Entries shown
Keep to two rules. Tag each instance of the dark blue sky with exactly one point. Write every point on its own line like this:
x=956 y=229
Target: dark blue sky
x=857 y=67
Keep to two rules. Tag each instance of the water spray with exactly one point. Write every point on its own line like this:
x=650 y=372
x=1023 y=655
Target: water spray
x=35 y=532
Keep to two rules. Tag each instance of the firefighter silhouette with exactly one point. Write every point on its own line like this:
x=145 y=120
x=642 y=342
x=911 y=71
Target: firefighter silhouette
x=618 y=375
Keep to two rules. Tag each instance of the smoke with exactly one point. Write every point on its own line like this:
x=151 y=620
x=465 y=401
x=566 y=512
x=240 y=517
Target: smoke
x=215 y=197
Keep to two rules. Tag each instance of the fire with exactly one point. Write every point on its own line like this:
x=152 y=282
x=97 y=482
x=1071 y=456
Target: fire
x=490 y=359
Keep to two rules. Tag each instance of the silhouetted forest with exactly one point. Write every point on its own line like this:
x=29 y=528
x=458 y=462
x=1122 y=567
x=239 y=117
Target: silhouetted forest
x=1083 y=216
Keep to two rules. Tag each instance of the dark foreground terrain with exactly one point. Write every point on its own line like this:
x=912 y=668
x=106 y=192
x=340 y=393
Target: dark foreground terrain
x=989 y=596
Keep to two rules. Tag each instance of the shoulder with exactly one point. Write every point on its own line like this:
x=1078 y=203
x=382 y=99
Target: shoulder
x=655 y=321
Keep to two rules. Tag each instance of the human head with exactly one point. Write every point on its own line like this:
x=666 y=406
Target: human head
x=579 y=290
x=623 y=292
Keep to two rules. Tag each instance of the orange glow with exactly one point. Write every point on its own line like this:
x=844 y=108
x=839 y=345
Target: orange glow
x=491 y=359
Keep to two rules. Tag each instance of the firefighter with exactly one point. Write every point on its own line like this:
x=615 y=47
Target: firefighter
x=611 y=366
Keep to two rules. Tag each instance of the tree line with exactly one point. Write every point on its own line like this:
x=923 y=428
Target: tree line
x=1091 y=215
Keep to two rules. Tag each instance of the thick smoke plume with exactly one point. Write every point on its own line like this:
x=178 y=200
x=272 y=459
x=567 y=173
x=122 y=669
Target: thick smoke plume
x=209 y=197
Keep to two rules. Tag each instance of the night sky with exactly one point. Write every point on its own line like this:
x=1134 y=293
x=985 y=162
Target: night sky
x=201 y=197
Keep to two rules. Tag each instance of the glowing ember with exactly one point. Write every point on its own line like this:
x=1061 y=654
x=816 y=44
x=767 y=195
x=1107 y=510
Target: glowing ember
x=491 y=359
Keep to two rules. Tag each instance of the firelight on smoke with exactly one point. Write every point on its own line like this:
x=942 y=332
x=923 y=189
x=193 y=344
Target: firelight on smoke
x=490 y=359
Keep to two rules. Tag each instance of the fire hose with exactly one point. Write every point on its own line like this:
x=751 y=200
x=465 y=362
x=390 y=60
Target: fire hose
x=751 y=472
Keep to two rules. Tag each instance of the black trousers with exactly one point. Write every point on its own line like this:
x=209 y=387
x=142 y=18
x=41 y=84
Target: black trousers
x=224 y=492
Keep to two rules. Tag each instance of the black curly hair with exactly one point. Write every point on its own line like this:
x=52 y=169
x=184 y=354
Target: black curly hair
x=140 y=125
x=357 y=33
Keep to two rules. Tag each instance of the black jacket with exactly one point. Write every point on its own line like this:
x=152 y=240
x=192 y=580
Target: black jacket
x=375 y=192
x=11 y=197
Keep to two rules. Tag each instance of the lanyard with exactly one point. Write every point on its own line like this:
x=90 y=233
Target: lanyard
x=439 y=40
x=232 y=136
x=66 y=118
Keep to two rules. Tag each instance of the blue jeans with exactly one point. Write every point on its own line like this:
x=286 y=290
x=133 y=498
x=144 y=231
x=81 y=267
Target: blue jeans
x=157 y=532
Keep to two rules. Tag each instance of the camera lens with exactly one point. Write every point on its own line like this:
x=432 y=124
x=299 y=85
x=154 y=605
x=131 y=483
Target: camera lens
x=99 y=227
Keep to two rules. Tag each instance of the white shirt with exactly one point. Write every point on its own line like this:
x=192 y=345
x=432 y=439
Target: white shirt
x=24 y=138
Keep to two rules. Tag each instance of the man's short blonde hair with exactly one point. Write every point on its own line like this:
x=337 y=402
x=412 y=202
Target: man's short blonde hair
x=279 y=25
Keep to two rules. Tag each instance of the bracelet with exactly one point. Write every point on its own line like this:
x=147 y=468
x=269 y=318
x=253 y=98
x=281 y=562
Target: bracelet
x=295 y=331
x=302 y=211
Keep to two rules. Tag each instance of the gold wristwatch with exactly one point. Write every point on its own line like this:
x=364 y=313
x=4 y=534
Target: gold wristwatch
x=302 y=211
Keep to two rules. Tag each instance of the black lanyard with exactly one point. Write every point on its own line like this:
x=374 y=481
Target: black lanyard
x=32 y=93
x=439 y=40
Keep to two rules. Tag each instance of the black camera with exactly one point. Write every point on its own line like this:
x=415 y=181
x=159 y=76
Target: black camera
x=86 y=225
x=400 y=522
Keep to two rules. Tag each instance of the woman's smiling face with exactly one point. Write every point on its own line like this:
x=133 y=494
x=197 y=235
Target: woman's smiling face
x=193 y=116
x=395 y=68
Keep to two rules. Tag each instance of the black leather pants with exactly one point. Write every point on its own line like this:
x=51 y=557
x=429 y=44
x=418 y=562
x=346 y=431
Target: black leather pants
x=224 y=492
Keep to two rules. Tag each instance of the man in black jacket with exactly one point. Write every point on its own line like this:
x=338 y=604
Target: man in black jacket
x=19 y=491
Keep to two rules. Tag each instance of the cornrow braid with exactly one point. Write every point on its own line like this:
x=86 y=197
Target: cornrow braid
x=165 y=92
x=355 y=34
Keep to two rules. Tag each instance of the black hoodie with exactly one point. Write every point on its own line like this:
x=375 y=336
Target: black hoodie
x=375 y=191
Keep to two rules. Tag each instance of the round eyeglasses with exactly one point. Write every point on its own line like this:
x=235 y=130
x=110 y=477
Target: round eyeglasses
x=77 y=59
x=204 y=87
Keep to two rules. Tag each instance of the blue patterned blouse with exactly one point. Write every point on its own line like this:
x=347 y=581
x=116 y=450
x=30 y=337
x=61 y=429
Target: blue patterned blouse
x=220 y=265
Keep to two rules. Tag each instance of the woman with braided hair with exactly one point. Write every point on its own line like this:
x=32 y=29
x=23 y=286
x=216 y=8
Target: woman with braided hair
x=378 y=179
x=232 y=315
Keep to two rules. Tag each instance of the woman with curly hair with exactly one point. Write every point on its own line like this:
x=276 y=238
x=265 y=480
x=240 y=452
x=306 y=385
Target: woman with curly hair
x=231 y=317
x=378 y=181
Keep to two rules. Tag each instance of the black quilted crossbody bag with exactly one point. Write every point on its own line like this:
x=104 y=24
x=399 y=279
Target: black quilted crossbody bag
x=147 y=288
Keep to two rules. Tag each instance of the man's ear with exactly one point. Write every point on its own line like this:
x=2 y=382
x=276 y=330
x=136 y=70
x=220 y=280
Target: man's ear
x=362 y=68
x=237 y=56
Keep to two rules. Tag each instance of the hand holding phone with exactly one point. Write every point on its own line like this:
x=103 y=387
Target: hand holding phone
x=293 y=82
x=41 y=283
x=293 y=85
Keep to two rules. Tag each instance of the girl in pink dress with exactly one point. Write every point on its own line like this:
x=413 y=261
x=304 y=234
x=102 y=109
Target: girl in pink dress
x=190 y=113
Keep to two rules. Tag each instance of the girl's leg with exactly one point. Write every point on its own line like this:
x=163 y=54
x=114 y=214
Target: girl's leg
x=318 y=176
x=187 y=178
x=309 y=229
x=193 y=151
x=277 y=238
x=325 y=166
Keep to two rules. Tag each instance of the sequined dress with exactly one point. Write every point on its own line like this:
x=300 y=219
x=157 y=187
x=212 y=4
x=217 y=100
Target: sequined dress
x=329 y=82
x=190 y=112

What this task involves
From the line that contains "braided hair with" down to the last line of the material above, copy every line word for word, both ends included.

Written response
Keep to two rules. Tag each instance of the woman with braided hair with exactly one point. Write every point on its own line like this:
x=32 y=29
x=23 y=286
x=216 y=8
Target: woman with braided hair
x=378 y=179
x=232 y=315
Keep to two rules. Tag each instance of the woman with curly hair with exactly one point. Write every point on its own line like this:
x=276 y=238
x=265 y=480
x=240 y=452
x=306 y=385
Target: woman with curly hair
x=231 y=317
x=378 y=181
Keep to two rules. Tag each instance of the black quilted crossbody bag with exactly one point. Write every point on its own line like this:
x=104 y=24
x=399 y=279
Target: black quilted crossbody bag
x=147 y=288
Keep to two rules. Tag each instance of the man's ear with exactly one point. Write every point on its own line like this:
x=2 y=382
x=276 y=330
x=136 y=70
x=220 y=280
Target: man's ear
x=362 y=68
x=237 y=56
Keep to two rules. Tag each instance of the hand holding phone with exactly one point. Write every point on its own line like this:
x=103 y=387
Target: hand holding phone
x=293 y=82
x=41 y=283
x=293 y=85
Keep to two rules. Tag each instance of the girl in pink dress with exactly one point. Write every point on its own line like this:
x=413 y=261
x=304 y=234
x=102 y=109
Target: girl in pink dress
x=190 y=113
Keep to two rules. Tag each instance of the girl's leg with exactly one point. Write every point on its own line like this:
x=163 y=54
x=114 y=214
Target: girl's leg
x=318 y=176
x=187 y=178
x=309 y=229
x=193 y=151
x=277 y=238
x=325 y=166
Keep to two rules. Tag each instance of the sequined dress with exactly one point. Write every point on its own line like this:
x=300 y=219
x=157 y=187
x=212 y=4
x=217 y=100
Target: sequined dress
x=329 y=82
x=190 y=112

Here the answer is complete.